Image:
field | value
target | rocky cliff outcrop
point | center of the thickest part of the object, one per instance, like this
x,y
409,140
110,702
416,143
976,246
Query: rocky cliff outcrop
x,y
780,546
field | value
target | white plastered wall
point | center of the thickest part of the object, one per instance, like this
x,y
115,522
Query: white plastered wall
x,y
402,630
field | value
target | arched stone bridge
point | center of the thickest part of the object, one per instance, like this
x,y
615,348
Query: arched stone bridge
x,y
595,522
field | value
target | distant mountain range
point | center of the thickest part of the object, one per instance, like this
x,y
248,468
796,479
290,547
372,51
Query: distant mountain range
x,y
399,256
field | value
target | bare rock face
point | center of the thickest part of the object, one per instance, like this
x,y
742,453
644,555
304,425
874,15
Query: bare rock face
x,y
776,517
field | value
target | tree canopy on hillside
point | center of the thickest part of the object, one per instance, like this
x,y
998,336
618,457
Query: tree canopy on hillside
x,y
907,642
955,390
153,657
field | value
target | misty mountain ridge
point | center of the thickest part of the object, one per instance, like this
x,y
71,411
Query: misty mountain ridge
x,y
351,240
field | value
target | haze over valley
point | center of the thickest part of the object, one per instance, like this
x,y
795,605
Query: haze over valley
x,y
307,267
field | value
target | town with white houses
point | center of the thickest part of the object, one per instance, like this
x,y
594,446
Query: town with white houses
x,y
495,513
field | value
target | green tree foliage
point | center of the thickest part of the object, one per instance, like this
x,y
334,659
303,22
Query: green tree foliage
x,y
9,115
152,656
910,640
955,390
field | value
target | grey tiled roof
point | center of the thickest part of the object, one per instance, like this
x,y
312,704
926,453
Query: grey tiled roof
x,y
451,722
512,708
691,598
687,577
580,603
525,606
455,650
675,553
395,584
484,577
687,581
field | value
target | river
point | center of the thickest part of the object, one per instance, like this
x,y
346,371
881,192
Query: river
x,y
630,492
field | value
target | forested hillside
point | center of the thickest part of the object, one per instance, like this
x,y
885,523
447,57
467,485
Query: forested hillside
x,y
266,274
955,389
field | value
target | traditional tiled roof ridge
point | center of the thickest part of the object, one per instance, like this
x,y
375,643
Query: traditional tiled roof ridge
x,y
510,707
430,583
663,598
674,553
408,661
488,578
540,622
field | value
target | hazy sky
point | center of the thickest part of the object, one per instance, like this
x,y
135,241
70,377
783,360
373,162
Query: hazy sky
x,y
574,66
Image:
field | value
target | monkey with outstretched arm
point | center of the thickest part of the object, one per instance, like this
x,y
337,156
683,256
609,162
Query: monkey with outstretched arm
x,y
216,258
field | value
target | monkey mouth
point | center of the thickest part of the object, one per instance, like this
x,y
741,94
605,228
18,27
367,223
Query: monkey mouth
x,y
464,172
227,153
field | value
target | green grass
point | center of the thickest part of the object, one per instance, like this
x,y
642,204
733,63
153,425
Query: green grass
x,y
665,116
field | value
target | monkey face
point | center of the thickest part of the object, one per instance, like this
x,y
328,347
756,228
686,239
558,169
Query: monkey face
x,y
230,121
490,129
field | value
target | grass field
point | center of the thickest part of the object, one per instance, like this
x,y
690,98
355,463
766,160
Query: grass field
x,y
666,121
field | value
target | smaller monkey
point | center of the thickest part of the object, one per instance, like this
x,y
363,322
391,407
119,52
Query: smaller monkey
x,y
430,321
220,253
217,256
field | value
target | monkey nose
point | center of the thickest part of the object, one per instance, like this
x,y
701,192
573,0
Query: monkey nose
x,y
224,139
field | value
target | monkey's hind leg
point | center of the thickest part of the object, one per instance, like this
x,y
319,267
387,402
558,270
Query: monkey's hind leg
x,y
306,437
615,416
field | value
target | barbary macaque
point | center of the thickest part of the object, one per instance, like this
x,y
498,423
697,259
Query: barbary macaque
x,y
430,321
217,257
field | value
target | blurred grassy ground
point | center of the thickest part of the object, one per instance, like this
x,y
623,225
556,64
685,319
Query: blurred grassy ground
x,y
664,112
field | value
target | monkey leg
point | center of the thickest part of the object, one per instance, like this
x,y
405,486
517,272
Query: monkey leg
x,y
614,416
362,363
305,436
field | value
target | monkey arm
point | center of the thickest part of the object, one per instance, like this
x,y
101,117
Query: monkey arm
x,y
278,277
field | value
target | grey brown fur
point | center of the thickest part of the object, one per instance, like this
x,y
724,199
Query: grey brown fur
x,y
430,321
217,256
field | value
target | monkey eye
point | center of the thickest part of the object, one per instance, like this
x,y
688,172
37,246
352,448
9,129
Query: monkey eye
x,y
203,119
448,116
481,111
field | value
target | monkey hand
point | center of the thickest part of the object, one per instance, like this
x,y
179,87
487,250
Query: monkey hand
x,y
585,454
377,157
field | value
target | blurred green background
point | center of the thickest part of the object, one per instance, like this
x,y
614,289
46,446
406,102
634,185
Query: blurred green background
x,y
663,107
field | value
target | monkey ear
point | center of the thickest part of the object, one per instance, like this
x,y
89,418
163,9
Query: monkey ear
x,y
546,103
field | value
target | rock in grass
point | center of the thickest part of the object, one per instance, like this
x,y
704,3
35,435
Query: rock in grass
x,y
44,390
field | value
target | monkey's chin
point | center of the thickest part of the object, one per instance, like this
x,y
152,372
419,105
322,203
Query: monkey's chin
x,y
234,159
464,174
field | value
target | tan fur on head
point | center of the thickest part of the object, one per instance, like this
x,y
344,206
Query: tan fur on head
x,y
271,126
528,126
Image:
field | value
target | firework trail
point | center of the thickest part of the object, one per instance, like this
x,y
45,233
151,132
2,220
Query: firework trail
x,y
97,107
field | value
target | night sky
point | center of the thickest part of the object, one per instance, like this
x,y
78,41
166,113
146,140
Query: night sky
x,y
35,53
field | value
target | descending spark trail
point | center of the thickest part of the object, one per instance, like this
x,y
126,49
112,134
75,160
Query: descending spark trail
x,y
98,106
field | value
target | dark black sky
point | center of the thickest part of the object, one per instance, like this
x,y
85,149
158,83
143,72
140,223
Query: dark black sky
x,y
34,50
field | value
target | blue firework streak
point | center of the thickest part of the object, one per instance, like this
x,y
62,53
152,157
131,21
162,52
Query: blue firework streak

#####

- DESCRIPTION OF THE TASK -
Each line of the material should be duplicated exactly, please.

- THE REPLY -
Image:
field | value
target | rocky cliff outcrop
point | center of the thickest part of the object, one per instance, like this
x,y
409,140
110,702
416,143
976,246
Query: rocky cliff outcrop
x,y
780,546
field | value
target | white plastered wall
point | center of the thickest part of the object, one per instance, like this
x,y
115,522
Query: white plastered wall
x,y
402,630
field | value
target | arched stone bridge
point | center of the thickest part of the object, one per instance, like this
x,y
615,348
Query: arched stone bridge
x,y
595,522
field | value
target | distant mountain range
point | center of the thickest part of the object, one per instance, like this
x,y
248,468
796,479
290,547
372,51
Query: distant mountain range
x,y
399,256
field | value
target | bare rock face
point | center of the thickest part of the object, one per instance, like this
x,y
742,453
644,555
304,425
874,15
Query: bare rock face
x,y
776,517
field | value
target | tree canopy on hillside
point | center of the thickest part of the object, one per instance, like this
x,y
998,336
618,457
Query: tree canopy on hillside
x,y
907,642
955,390
153,657
field | value
target | misty mountain ridge
point | center of the thickest part of the object, one per instance, like this
x,y
71,411
Query: misty mountain ridge
x,y
351,240
field | value
target | haze over valley
point | center of the thickest part of the object, one per instance, like this
x,y
795,605
Query: haze over valley
x,y
307,267
field | value
target | town with white houses
point | center of the thickest part of the object, one per instance, like this
x,y
594,446
Query: town with white houses
x,y
495,513
field | value
target | green tree foliage
point | center of the thickest part of the object, one per instance, like this
x,y
334,659
303,22
Query: green tree foliage
x,y
9,115
152,656
910,640
955,390
field | value
target | grey tiled roof
point | center of the thickest part of the object, one per instance, like this
x,y
312,704
926,453
Query: grey tiled roof
x,y
451,722
512,708
691,598
687,577
580,603
525,606
455,650
675,553
395,584
484,577
687,581
field | value
target | river
point | center of the thickest part of the object, one per instance, like this
x,y
346,371
881,192
Query: river
x,y
630,492
field | value
target | forested hillside
point | center of the thickest part of the object, one per instance, like this
x,y
885,523
447,57
467,485
Query: forested hillside
x,y
266,274
955,389
field | value
target | traditional tiled roof ridge
point | center of the thickest part of the object, one per instance, like this
x,y
375,643
Query: traditional tiled roof ridge
x,y
510,707
430,583
663,598
674,553
408,661
488,578
540,622
field | value
target | hazy sky
point | center of the thickest part of the object, one per instance, like this
x,y
135,241
70,377
783,360
373,162
Query: hazy sky
x,y
574,66
Image:
field | value
target | monkey with outstretched arm
point | center of the thickest part of the object, one per instance, like this
x,y
337,156
683,256
609,162
Query: monkey with outstretched arm
x,y
216,258
field | value
target | monkey mouth
point | center of the thickest part of the object, one per instance, like this
x,y
741,94
605,228
18,27
367,223
Query: monkey mouth
x,y
464,172
227,153
field | value
target | green grass
point | center of the thickest part of the object, one per instance, like this
x,y
642,204
733,63
153,425
Query: green grass
x,y
665,116
field | value
target | monkey face
point | center of the thickest part of the object, one per instance, like this
x,y
328,347
756,228
686,239
558,169
Query: monkey face
x,y
230,121
490,129
field | value
target | grass field
point | center of the thickest part of the object, one per instance, like this
x,y
690,98
355,463
766,160
Query: grass field
x,y
666,121
field | value
target | smaller monkey
point | center of the thickest part of the object, one per instance, like this
x,y
363,322
391,407
119,52
Query: smaller monkey
x,y
430,321
220,253
217,256
field | value
target | monkey nose
point | center of the thickest part of the object, one per instance, like this
x,y
701,192
573,0
Query: monkey nose
x,y
224,139
field | value
target | monkey's hind leg
point | center of the thickest part of the object, one per instance, like this
x,y
319,267
387,402
558,270
Query: monkey's hind leg
x,y
306,437
615,416
field | value
target | barbary macaque
point | center of the thickest part of the object, one per instance, like this
x,y
498,423
697,259
Query: barbary macaque
x,y
430,321
217,257
field | value
target | blurred grassy ground
point | center of the thickest part of the object, one per instance, like this
x,y
623,225
556,64
685,319
Query: blurred grassy ground
x,y
664,112
field | value
target | monkey leg
point | center of the thickest part of the object, one per instance, like this
x,y
405,486
517,272
Query: monkey leg
x,y
614,416
362,363
305,436
field | value
target | monkey arm
point | center of the thickest part of the object, one per instance, like this
x,y
101,117
Query: monkey arm
x,y
278,277
field | value
target | grey brown fur
point | center of the thickest part of the object, one per instance, like this
x,y
724,199
Query: grey brown fur
x,y
430,321
217,256
field | value
target | monkey eye
point | center of the thickest part of the object, one per instance, like this
x,y
688,172
37,246
352,448
9,129
Query: monkey eye
x,y
203,119
448,116
481,111
field | value
target | monkey hand
point | center of the thickest part of the object, one per instance, like this
x,y
179,87
487,250
Query: monkey hand
x,y
585,454
377,157
field | value
target | blurred green background
point | center of the thickest part of the object, one per instance, like this
x,y
614,289
46,446
406,102
634,185
Query: blurred green background
x,y
663,107
field | value
target | monkey ear
point | center of the thickest part of the object, one per instance, like this
x,y
89,418
163,9
Query: monkey ear
x,y
546,103
field | value
target | rock in grass
point | center of the thickest part of the object, one per instance, like this
x,y
704,3
35,435
Query: rock in grass
x,y
44,390
field | value
target | monkey's chin
point | center of the thickest part of the object, one per instance, like this
x,y
152,372
419,105
322,203
Query: monkey's chin
x,y
234,159
464,174
field | value
target | tan fur on head
point | center of the thickest part of the object, one per instance, like this
x,y
344,206
Query: tan fur on head
x,y
271,126
528,126
Image:
field | value
target | firework trail
point | center of the thickest part of the object, one per instance, like this
x,y
45,233
151,132
2,220
Query: firework trail
x,y
97,107
field | value
target | night sky
point | center of the thickest part of the object, one per instance, like this
x,y
78,41
166,113
146,140
Query: night sky
x,y
35,53
field | value
target | descending spark trail
point | center of the thickest part of the object, one per instance, like this
x,y
126,49
112,134
75,160
Query: descending spark trail
x,y
98,106
field | value
target | dark black sky
point | center of the thickest part of the object, one per instance, like this
x,y
85,149
158,83
143,72
140,223
Query: dark black sky
x,y
34,50
field | value
target | blue firework streak
point | center of the thickest part of the object, one per instance, like this
x,y
62,53
152,157
131,21
162,52
Query: blue firework streak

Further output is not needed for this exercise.